▸ **WORK TO DO**: Put the lines below into a numbered list, starting at the first line and ending at the line that contains "[211,243,222,257]". Leave out blank lines.

Detection examples

==========

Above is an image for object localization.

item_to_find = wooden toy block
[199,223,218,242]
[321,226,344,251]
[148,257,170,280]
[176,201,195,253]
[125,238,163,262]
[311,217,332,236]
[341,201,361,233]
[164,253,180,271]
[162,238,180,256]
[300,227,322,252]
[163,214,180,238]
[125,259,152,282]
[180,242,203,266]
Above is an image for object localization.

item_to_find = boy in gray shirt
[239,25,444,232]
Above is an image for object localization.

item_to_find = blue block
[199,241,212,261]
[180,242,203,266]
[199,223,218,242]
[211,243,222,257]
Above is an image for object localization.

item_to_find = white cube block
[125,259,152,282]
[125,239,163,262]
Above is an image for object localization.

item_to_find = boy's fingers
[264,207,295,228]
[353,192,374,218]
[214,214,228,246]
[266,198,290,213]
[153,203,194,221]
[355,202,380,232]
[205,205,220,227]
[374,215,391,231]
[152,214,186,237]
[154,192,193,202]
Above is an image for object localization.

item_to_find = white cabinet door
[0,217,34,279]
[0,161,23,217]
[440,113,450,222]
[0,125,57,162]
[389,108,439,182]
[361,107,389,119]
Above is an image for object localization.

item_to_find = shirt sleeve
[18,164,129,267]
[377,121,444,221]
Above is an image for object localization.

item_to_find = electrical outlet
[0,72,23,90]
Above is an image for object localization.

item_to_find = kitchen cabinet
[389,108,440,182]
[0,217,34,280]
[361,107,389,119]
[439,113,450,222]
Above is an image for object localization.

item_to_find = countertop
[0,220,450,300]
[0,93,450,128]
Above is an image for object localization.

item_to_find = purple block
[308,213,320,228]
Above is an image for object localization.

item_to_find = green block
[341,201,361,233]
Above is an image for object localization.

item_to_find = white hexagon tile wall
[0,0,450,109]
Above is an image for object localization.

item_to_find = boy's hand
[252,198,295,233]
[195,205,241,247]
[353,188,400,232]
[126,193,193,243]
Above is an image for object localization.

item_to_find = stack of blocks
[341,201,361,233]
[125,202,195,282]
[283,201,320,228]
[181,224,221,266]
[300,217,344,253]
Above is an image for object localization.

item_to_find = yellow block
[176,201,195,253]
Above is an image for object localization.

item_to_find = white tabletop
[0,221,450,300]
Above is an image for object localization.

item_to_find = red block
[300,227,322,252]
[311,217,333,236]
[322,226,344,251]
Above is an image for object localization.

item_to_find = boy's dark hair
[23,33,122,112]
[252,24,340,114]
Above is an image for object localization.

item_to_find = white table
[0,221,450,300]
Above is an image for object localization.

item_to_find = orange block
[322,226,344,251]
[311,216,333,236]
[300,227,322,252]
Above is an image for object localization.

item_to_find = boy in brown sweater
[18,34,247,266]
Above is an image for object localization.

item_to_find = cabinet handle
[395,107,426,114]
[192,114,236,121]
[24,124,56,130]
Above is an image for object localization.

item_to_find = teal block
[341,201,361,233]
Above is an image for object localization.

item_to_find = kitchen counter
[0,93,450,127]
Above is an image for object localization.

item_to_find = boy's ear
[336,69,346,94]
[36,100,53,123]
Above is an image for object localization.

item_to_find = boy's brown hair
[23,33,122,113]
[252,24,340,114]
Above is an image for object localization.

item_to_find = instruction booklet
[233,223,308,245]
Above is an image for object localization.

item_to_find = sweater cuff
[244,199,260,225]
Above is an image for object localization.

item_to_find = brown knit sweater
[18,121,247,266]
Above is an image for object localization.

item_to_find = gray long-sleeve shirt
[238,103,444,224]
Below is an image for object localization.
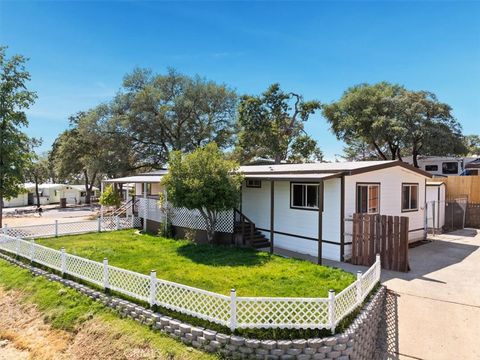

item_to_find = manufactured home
[3,191,28,207]
[105,161,432,260]
[403,156,480,176]
[240,161,432,260]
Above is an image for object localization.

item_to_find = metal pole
[149,270,157,306]
[230,289,237,331]
[357,270,362,305]
[328,289,335,334]
[143,183,148,232]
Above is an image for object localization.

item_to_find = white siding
[427,184,445,229]
[3,193,28,207]
[345,167,426,254]
[242,179,341,260]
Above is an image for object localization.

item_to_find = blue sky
[0,1,480,160]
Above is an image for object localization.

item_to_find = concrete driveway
[379,229,480,360]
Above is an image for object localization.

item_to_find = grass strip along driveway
[0,259,217,360]
[37,230,355,297]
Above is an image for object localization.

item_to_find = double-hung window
[290,183,318,209]
[402,184,418,211]
[357,184,380,214]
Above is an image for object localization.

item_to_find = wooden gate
[352,214,410,272]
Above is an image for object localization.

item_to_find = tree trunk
[0,193,3,229]
[83,170,90,204]
[35,178,40,207]
[275,154,282,165]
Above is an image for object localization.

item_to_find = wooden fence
[352,214,410,272]
[435,175,480,203]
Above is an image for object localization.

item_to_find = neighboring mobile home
[240,161,432,260]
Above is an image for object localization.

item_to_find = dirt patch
[0,288,72,360]
[0,287,181,360]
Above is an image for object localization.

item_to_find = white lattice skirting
[0,216,141,239]
[0,235,380,331]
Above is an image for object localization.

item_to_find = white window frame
[290,182,319,210]
[401,183,420,212]
[355,183,381,214]
[245,179,262,189]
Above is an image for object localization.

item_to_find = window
[402,184,418,211]
[290,183,318,209]
[247,180,262,188]
[357,184,380,214]
[442,161,458,175]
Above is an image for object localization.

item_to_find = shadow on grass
[177,243,271,266]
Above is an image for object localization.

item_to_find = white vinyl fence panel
[0,216,141,239]
[0,235,381,332]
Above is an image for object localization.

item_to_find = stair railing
[233,209,255,245]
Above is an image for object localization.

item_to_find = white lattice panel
[33,244,62,270]
[65,255,103,285]
[138,198,165,222]
[0,235,17,253]
[335,282,360,322]
[171,208,234,234]
[237,298,328,329]
[155,280,230,325]
[361,261,380,298]
[108,266,150,301]
[2,224,55,239]
[58,221,98,236]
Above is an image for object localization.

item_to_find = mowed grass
[0,259,218,360]
[37,230,355,297]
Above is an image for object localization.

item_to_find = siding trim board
[400,182,420,213]
[256,227,340,246]
[354,181,382,215]
[317,181,324,265]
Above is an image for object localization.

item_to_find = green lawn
[0,259,218,360]
[37,230,355,297]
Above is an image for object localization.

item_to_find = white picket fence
[0,235,380,332]
[0,216,141,239]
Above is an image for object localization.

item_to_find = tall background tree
[162,143,242,242]
[0,47,36,227]
[25,155,52,206]
[464,135,480,156]
[110,69,237,168]
[235,84,322,164]
[323,82,466,167]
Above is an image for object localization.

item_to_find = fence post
[60,247,67,276]
[103,258,110,292]
[328,289,335,334]
[230,289,237,331]
[30,239,35,262]
[375,254,380,281]
[149,270,157,306]
[357,270,362,305]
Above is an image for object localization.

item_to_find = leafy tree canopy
[111,69,237,167]
[162,143,242,242]
[235,84,322,164]
[323,82,465,166]
[0,47,38,227]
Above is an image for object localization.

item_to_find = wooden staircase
[234,209,270,249]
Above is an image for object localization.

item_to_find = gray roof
[239,160,432,177]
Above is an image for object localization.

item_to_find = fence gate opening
[352,214,410,272]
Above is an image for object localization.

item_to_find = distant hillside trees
[0,47,37,227]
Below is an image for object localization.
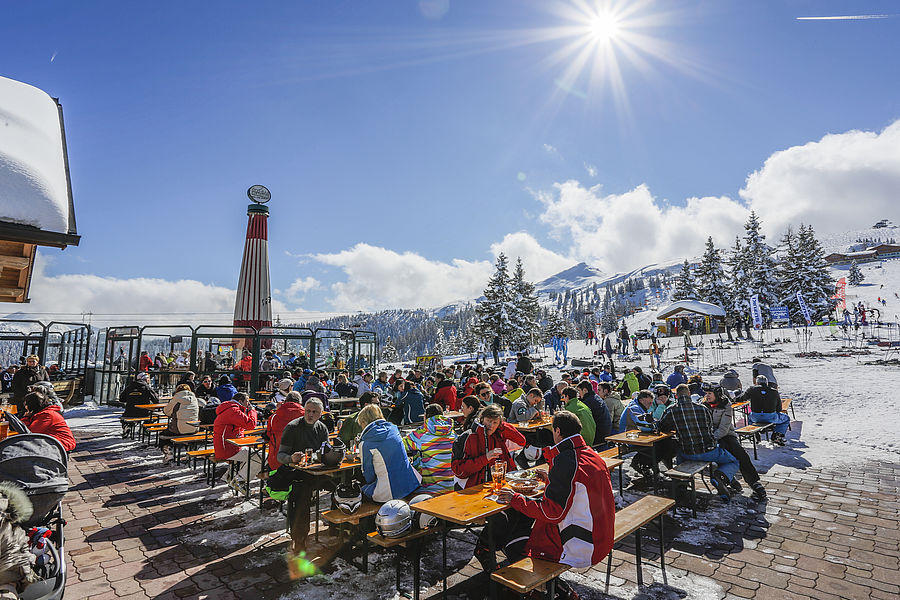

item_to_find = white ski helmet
[409,494,438,529]
[375,500,412,537]
[334,483,362,515]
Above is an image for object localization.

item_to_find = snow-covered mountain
[534,262,608,294]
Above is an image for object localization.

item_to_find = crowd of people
[155,355,786,568]
[0,354,75,452]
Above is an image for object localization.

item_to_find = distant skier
[491,335,500,365]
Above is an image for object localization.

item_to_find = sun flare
[588,13,619,42]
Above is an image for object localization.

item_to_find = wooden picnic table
[513,417,553,432]
[291,458,362,476]
[227,436,268,508]
[134,404,167,411]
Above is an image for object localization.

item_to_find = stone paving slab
[64,432,900,600]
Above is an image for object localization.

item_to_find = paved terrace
[65,432,900,600]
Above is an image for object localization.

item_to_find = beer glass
[491,460,506,492]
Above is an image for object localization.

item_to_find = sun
[588,13,619,42]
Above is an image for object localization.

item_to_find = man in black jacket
[11,354,50,415]
[278,398,328,554]
[576,380,612,448]
[743,375,791,446]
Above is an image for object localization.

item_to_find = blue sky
[0,0,900,322]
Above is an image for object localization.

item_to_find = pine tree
[381,338,400,362]
[697,236,728,308]
[794,225,835,318]
[744,212,778,315]
[672,260,697,301]
[475,252,514,352]
[510,258,541,348]
[726,237,750,315]
[847,260,865,287]
[431,326,450,356]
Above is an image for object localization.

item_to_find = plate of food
[506,478,546,498]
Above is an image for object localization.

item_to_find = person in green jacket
[561,387,597,446]
[616,371,641,398]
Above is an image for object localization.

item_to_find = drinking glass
[491,460,506,492]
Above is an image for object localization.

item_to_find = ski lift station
[656,300,725,336]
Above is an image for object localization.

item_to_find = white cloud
[284,277,321,304]
[740,121,900,234]
[536,181,749,271]
[312,243,492,311]
[16,255,287,324]
[491,231,578,281]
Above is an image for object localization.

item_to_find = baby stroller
[0,415,69,600]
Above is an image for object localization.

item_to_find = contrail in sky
[797,15,897,21]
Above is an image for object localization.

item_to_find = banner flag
[750,294,762,329]
[831,277,847,310]
[797,292,812,325]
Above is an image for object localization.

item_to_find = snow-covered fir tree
[847,260,865,286]
[672,260,697,300]
[475,252,515,345]
[792,224,835,322]
[544,311,574,340]
[510,258,541,349]
[381,338,400,362]
[696,236,728,308]
[744,211,778,315]
[725,237,750,315]
[431,326,452,356]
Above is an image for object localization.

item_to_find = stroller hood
[0,433,69,523]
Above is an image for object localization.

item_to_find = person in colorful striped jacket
[403,404,456,494]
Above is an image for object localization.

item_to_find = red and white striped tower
[234,186,272,346]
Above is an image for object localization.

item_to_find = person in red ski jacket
[266,392,306,471]
[213,392,262,492]
[450,404,525,490]
[22,390,75,452]
[432,372,459,411]
[493,410,616,568]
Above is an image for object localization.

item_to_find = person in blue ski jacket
[394,379,425,425]
[216,375,237,402]
[666,365,687,390]
[356,404,422,502]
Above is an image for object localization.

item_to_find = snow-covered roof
[656,300,725,319]
[0,77,78,246]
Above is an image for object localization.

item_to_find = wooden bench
[666,460,712,517]
[605,496,675,593]
[187,448,216,469]
[734,423,774,460]
[120,417,150,439]
[316,502,381,573]
[53,377,84,406]
[491,558,571,598]
[322,502,381,525]
[366,528,440,600]
[169,434,209,465]
[781,398,797,430]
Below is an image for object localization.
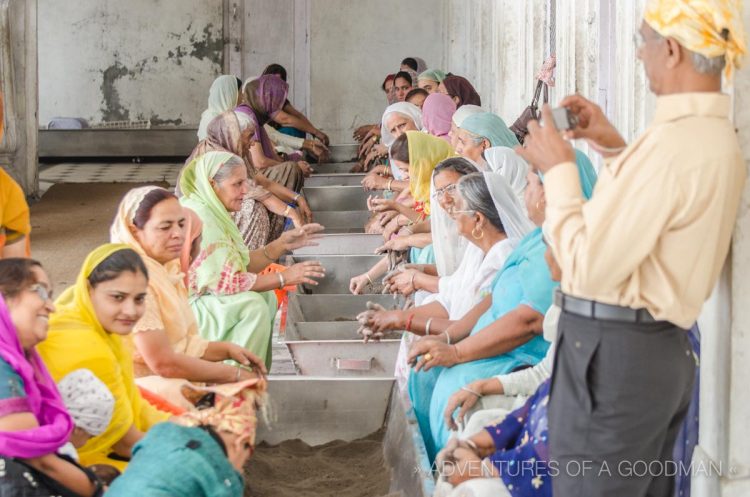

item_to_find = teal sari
[409,228,558,458]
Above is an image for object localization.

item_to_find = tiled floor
[39,162,183,192]
[39,162,296,375]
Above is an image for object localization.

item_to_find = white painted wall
[0,0,38,195]
[39,0,224,126]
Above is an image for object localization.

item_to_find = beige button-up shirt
[544,93,745,328]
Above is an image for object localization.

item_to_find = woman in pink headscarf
[0,258,102,496]
[422,93,456,143]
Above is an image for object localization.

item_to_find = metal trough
[313,210,370,232]
[287,255,383,294]
[305,174,365,188]
[258,376,435,497]
[286,293,403,324]
[304,185,374,213]
[328,143,359,162]
[284,321,401,378]
[294,233,384,255]
[312,162,357,176]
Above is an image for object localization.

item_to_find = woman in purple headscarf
[438,75,482,107]
[235,74,312,192]
[0,259,102,497]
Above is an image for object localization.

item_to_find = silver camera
[541,107,578,131]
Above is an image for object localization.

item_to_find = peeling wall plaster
[39,0,224,126]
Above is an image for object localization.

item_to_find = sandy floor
[245,431,390,497]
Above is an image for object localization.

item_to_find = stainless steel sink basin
[286,293,403,326]
[287,255,383,295]
[328,143,359,162]
[305,173,365,188]
[313,210,370,232]
[294,233,384,255]
[304,185,375,210]
[311,162,357,176]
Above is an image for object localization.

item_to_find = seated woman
[38,244,169,469]
[262,64,329,144]
[448,105,486,148]
[180,152,325,368]
[0,169,31,258]
[393,70,415,102]
[456,112,519,171]
[198,74,327,157]
[349,131,453,293]
[0,258,102,497]
[107,380,266,497]
[363,173,533,388]
[110,186,266,407]
[438,75,482,108]
[401,57,427,74]
[417,69,448,94]
[188,111,312,250]
[409,163,595,458]
[422,93,456,143]
[362,102,422,188]
[235,75,312,185]
[405,88,430,109]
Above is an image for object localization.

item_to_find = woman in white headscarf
[361,173,534,385]
[484,147,529,210]
[198,74,240,141]
[362,102,422,192]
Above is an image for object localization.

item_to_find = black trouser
[549,312,695,497]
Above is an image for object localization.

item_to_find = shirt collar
[654,92,731,124]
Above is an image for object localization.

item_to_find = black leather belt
[555,290,656,323]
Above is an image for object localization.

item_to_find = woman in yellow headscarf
[38,244,169,469]
[0,93,31,258]
[349,131,455,294]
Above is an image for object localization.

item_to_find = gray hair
[688,50,727,76]
[211,155,245,183]
[458,173,505,233]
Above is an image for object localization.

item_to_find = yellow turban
[643,0,746,78]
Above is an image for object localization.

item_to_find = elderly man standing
[518,0,745,497]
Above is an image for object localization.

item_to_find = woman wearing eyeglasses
[0,258,102,497]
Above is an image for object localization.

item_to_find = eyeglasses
[28,283,52,302]
[435,183,456,198]
[451,209,477,216]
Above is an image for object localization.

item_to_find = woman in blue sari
[409,153,596,460]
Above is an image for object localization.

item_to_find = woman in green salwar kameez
[180,152,324,369]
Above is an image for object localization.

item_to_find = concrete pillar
[0,0,39,195]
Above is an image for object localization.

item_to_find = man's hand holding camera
[516,95,626,173]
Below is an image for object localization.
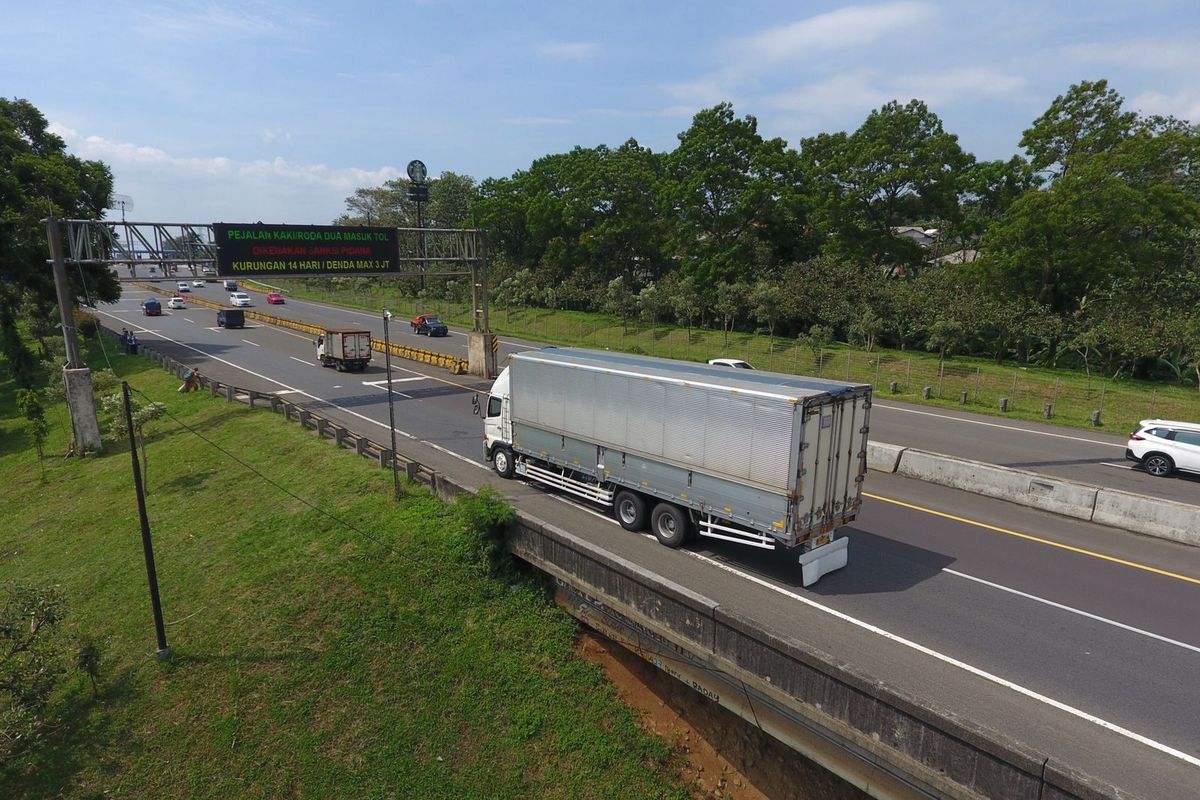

==========

▸ **TASK RESULT**:
1. Above is an image for object localization.
2. item_to_find = wooden toy block
3. [199,223,218,242]
4. [321,226,344,251]
5. [148,257,170,280]
6. [176,201,195,253]
7. [125,238,163,262]
8. [311,217,332,236]
9. [341,201,361,233]
10. [164,253,180,271]
11. [162,238,180,256]
12. [300,227,322,252]
13. [163,214,180,238]
14. [125,259,152,282]
15. [180,242,203,266]
16. Above is an image for object localization.
17. item_to_find = boy in gray shirt
18. [239,25,444,232]
19. Above is an image for object localization.
20. item_to_find = blue block
21. [199,241,212,261]
22. [180,242,203,266]
23. [199,223,218,242]
24. [211,243,222,257]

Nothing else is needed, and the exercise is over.